Start of INFORMATION SHOWN

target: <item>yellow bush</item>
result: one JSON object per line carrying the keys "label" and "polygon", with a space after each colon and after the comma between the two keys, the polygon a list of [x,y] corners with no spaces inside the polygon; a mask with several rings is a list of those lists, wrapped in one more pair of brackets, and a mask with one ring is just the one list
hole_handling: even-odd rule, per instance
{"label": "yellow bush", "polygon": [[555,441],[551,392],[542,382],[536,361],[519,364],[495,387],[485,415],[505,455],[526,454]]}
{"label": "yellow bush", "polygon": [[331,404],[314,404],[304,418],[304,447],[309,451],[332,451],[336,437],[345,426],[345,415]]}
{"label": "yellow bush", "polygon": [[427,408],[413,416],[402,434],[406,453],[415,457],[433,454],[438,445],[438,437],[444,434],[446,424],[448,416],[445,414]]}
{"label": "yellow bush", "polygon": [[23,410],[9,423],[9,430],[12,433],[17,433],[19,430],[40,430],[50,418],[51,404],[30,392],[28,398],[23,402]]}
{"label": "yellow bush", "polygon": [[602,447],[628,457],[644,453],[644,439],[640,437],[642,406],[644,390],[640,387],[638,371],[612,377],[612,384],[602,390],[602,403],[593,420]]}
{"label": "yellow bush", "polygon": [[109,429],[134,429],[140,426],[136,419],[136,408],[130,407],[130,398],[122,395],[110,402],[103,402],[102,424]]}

End of INFORMATION SHOWN

Above are some records. Print them all exactly.

▶ _ANSWER TO THIS EXERCISE_
target: <item>yellow bush</item>
result: one JSON object per line carrying the keys "label" and "polygon", with a space after each colon and after the comma between the two keys, the polygon a list of [x,y] corners with no spaces inside the polygon; a mask with several rings is a list of those lists, wrapped in one more pair of brackets, and a mask with one ring is just the one list
hole_handling: even-odd rule, per instance
{"label": "yellow bush", "polygon": [[555,441],[551,392],[542,382],[536,361],[519,364],[495,387],[485,415],[505,455],[526,454]]}
{"label": "yellow bush", "polygon": [[331,404],[314,404],[304,418],[304,447],[309,451],[332,451],[336,437],[345,426],[345,415]]}
{"label": "yellow bush", "polygon": [[427,408],[413,416],[402,434],[406,453],[415,457],[433,454],[438,445],[438,437],[444,434],[446,424],[448,416],[445,414]]}
{"label": "yellow bush", "polygon": [[23,410],[9,423],[9,430],[12,433],[17,433],[19,430],[40,430],[50,418],[51,404],[30,392],[28,398],[23,402]]}
{"label": "yellow bush", "polygon": [[602,447],[628,457],[644,453],[644,439],[640,437],[642,406],[644,390],[640,387],[638,371],[612,377],[612,384],[602,390],[602,403],[593,420]]}
{"label": "yellow bush", "polygon": [[109,429],[134,429],[140,426],[136,419],[136,408],[130,407],[130,398],[122,395],[110,402],[103,402],[102,424]]}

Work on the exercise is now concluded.